I told Ash that: I know it's stupid, that it's just a paper, I know I'm ridiculous and irrational, but I really want to marry you someday, take your name on and give you children. I remember you used to blab to everyone how you'd propose a long time ago if not for some things, and it hurts that you didn't yet and I don't know what's wrong with me that would cause you to not feel that way anymore. And I feel I'm unworthy of you.
All I got was a whole week of cut coversations, (because he just never learned to talk I guess, he never tells me when something's bothering him, so I think everything's fine, until three months later bam, he's suddenly mad and he tells me I did something three months ago that upset him. I try to teach him to speak to me in time, but he's unteachable, not sure if that's a word

), and finding out that: 1) I'm super moody 2) I have qualities he doesn't think fit for a good wife/mother 3) he's scared I'm with him only for having babies (da quack, right?) or because he was the first guy in my life and I'm just hooked unhealthily 4) he's scared I'll stop caring about him if we have kids. That's all I can think of right now, I'm so nervous writing it, my head is spinning and hurts and he's sitting next to me, thank goodness he's busy QuQ
And yeah, getting married for the mortgage loan won't work either, I tried

He even called me a clever beastie for that XD But he said he won't get married for an easier loan (and I get and respect that but still... #internalscream). I understand he just wants to be sure of some things, but I'm afraid he's gonna push the borders he established. Like, okay, first was the money, then you wanted to finish your studies, you didn't, now you want to live alone with me for some unspecified period of time. So I imagine you'll say a year, then you'll say, two more, and so on until I'm 40 and can't have kids anymore... He just laughed at me for thinking ahead more than he actually did...
—————
Task statement →
Reproduce the text above word for word, between "He even called" and "he actually did...", inclusive.
—————
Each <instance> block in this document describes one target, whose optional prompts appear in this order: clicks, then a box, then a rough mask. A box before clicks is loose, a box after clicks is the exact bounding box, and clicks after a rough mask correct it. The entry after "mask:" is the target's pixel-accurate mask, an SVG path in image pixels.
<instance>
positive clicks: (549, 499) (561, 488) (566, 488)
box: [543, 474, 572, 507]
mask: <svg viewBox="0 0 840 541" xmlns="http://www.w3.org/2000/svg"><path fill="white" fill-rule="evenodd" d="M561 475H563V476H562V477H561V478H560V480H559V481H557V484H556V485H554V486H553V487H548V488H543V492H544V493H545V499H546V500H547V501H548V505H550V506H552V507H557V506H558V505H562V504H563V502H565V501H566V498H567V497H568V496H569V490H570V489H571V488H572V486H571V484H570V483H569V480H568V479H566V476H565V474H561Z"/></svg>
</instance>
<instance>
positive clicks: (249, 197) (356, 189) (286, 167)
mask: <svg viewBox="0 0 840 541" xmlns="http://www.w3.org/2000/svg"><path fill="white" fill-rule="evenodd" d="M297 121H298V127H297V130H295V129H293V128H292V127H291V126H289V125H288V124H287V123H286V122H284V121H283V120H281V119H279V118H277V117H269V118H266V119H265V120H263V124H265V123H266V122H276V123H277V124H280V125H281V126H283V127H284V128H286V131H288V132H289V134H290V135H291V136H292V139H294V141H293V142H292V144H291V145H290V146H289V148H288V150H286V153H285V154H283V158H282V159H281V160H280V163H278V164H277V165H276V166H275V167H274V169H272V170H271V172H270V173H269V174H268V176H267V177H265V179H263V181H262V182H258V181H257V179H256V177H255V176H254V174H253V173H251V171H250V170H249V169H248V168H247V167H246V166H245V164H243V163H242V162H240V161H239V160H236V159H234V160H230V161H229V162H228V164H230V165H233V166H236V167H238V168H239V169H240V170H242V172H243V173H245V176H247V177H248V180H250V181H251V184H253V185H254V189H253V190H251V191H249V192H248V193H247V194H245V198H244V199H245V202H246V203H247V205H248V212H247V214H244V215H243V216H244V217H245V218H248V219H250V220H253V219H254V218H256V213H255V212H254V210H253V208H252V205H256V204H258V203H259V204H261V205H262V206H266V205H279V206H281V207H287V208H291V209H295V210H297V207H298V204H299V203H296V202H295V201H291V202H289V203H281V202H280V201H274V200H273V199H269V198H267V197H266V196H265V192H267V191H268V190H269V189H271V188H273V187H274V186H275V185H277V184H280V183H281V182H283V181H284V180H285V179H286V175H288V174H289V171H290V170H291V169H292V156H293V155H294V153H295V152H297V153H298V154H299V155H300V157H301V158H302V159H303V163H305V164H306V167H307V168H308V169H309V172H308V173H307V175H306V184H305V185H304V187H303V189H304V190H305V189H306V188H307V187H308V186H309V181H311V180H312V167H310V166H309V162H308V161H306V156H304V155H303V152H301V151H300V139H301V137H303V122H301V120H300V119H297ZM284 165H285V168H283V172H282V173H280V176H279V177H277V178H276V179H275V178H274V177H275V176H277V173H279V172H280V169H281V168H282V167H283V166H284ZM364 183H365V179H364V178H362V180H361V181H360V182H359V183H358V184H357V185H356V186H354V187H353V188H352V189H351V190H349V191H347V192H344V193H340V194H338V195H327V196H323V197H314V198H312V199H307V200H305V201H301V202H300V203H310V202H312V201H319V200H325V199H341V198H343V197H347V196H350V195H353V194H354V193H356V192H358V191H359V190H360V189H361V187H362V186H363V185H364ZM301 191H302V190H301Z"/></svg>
—————
Result →
He even called me a clever beastie for that XD But he said he won't get married for an easier loan (and I get and respect that but still... #internalscream). I understand he just wants to be sure of some things, but I'm afraid he's gonna push the borders he established. Like, okay, first was the money, then you wanted to finish your studies, you didn't, now you want to live alone with me for some unspecified period of time. So I imagine you'll say a year, then you'll say, two more, and so on until I'm 40 and can't have kids anymore... He just laughed at me for thinking ahead more than he actually did...